Natural language region descriptions
==*==
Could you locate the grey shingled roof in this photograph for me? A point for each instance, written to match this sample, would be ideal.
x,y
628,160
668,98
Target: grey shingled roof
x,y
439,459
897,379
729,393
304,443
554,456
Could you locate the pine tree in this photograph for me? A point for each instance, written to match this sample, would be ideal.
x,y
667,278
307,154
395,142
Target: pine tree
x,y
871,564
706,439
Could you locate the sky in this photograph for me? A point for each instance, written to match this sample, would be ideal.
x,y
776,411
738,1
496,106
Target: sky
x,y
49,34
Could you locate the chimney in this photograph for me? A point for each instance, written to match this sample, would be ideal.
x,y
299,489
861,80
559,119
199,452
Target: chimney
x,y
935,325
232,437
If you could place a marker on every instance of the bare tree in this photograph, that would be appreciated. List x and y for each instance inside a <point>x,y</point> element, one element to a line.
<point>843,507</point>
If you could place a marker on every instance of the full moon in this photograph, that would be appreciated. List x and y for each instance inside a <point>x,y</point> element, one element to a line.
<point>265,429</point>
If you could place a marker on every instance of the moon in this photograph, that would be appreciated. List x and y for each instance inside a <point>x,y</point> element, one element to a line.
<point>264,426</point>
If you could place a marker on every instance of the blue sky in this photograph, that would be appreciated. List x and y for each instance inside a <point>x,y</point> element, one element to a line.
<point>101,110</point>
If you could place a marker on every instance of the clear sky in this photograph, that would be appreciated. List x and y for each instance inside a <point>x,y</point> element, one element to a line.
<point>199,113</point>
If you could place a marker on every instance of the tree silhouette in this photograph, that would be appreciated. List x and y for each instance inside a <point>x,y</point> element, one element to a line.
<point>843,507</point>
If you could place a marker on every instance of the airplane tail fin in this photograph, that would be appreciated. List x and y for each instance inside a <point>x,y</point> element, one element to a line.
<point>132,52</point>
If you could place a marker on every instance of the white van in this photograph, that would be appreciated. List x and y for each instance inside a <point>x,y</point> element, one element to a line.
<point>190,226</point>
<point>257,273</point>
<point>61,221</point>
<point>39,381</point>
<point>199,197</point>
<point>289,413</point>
==*==
▶ Description of the task
Wherever the word "ideal" turns up in a line of the entries above, copy that line.

▶ Exercise response
Could you locate the grey shingled roof in this photograph for me? A point for each instance, written to match this sample, would be ideal.
Could you locate the pine tree in this photograph for me? A point for each instance, written to match this sample, would be ideal.
Could you locate the sky in this photograph for me? A point for each instance, written to match this sample, would be ideal.
Could you locate the chimney in this photograph for me? A point for each instance, written to match this sample, would be ideal.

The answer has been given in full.